EXCERPTED PASSAGE>
◇ ◇ ◇ ◇

Haven’t been active on this thread since I joined a family office as an analyst, and due to some regulatory or disclosure requirements, I have tried posting less just to be on the safer side.
But this post is less from the perspective of stocks and more about the change in portfolio construction as a whole.
Over the last four months of the bull market (October to January), the IRR for my portfolio jumped through the roof as some of the concentrated bets resulted in my portfolio almost 2.5x-ing in four months (heights of craze, I guess). But now, I’m trying to come back to my old roots. What do I mean by that? I’ll explain in the next write-up.
I have always been an old follower of Utpal Sheth sir and have felt that the depth of his work and knowledge is not something that can be grasped in one go.
I started thinking about the framework of Terminal Value Investing + Adaptable Challengers.
So what do I mean by that?
A company with a business model that is inherently so different that it is very, very hard to replicate, even if you give away all its secrets and business takeaways.
If anybody had done the modeling of such businesses, they would have known that the less capital-intensive the back end of a business is, the higher its terminal value will be. That made me lean toward businesses with lower capital intensity as they scale, leading to unbeatable cumulative value creation. With less capital reinvested and idle cash flows accumulated, shareholder value keeps compounding.
And what does Adaptable Challengers mean? These businesses aren’t market leaders, but they have the agility to shift with trends, giving them a first-mover advantage.
But isn’t this what everybody is looking for? Quite possibly, yes.
So what makes you different from most other investors? Differentiated insights about the business. (Again, borrowing the wording from Utpal sir.)
What is the unique insight you have that makes you stick with a business?
For every buyer (you), there are multiple sellers—that’s how the market works. But what’s the insight that gives you the conviction to stand against the tide without flinching?
Quite honestly, this is where the alpha lies.
As Jeff Bezos says, “Your margin is my business opportunity.” I’d say, “Your disbelief or counter-thesis is my alpha.” The stronger the market’s skepticism, the higher the alpha potential.
Portfolio Construction Based on This Thought Process
Let’s dive into some of the thought processes behind my portfolio construction, based on all three learnings: Terminal Value Investing + Adaptable Challengers + Differentiated Insights.

◇ ◇ ◇ ◇

[Pointing and labeling entries]
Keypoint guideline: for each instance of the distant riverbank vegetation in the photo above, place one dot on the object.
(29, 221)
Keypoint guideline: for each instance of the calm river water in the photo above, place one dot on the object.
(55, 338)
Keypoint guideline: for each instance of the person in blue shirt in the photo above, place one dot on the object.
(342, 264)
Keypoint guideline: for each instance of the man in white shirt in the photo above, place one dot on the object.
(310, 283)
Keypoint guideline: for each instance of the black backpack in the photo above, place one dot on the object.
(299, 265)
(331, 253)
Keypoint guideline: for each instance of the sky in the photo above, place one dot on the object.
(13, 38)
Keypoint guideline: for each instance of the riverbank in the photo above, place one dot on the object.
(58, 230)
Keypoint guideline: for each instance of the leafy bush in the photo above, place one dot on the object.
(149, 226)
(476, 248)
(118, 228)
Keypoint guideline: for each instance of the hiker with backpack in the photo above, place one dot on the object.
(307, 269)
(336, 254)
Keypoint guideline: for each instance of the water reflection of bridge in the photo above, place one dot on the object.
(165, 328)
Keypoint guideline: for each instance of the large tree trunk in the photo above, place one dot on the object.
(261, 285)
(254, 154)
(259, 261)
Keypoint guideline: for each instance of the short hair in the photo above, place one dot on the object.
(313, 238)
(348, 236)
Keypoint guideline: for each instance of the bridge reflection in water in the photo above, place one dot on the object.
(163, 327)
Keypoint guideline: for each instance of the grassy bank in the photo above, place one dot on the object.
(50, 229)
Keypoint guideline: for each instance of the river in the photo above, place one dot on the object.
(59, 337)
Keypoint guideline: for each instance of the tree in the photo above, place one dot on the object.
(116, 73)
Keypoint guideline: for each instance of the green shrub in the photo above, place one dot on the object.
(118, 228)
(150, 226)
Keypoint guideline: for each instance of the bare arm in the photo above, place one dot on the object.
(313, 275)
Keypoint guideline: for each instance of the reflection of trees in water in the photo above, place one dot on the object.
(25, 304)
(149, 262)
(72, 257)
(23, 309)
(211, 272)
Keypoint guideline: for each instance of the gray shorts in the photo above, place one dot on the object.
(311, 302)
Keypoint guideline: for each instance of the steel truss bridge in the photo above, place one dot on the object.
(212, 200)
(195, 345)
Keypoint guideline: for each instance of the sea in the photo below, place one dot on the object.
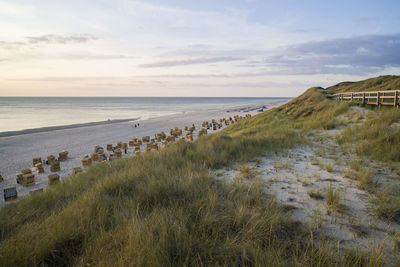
(21, 113)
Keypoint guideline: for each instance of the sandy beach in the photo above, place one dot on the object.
(18, 150)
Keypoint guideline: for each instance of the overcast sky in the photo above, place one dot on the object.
(193, 48)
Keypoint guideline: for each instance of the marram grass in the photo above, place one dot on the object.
(165, 209)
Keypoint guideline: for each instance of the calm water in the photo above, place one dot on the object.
(19, 113)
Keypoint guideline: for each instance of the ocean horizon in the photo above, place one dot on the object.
(22, 113)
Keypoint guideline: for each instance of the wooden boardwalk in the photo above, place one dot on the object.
(377, 98)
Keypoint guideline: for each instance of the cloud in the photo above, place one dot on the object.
(173, 63)
(61, 39)
(361, 55)
(11, 45)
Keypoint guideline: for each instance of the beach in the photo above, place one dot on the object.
(17, 149)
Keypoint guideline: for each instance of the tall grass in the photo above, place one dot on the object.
(378, 137)
(164, 208)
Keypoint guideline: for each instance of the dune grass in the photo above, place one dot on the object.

◇ ◇ ◇ ◇

WHAT TO WORK ON>
1. Return the passage of the portfolio post that begins with the words "But isn’t this" and ends with "with a business?", copied word for word.
2. In the rows, start at the line containing "Keypoint guideline: for each instance of the marram" and continue to the final line of the rows. Give back only those lines, replacing "wooden boardwalk" with "timber boardwalk" and changing nothing else.

RESULTS OF THE EXERCISE>
1.
But isn’t this what everybody is looking for? Quite possibly, yes.
So what makes you different from most other investors? Differentiated insights about the business. (Again, borrowing the wording from Utpal sir.)
What is the unique insight you have that makes you stick with a business?

2.
Keypoint guideline: for each instance of the marram grass in the photo above, place one dot on the object.
(165, 209)
Keypoint guideline: for each instance of the calm water in the photo above, place one dot on the object.
(19, 113)
Keypoint guideline: for each instance of the ocean horizon in the photo above, place one dot on the object.
(22, 113)
Keypoint guideline: for each instance of the timber boardwalk in the photo above, place one dot on the object.
(377, 98)
Keypoint guideline: for each instance of the cloud in the photo above, place one dot on the object.
(173, 63)
(61, 39)
(361, 55)
(11, 45)
Keypoint guideline: for each instance of the beach in the photo above, place one dot on the object.
(17, 149)
Keypoint guideline: for each instance of the tall grass in the photo above, place one dot on the object.
(378, 137)
(164, 208)
Keypoint guideline: for each instance of the dune grass in the photo above, place one dot on the object.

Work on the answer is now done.